YOUR GOAL:
Reproduce the data exactly as given, except for any images.

(Extracted records)
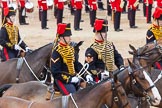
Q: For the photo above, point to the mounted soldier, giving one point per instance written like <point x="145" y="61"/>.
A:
<point x="102" y="54"/>
<point x="64" y="64"/>
<point x="10" y="38"/>
<point x="155" y="32"/>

RESULT OF THIS TASK:
Q: For the photo above, point to the mounted soldier, giving one point per instance written like <point x="145" y="61"/>.
A:
<point x="102" y="54"/>
<point x="64" y="64"/>
<point x="10" y="38"/>
<point x="155" y="32"/>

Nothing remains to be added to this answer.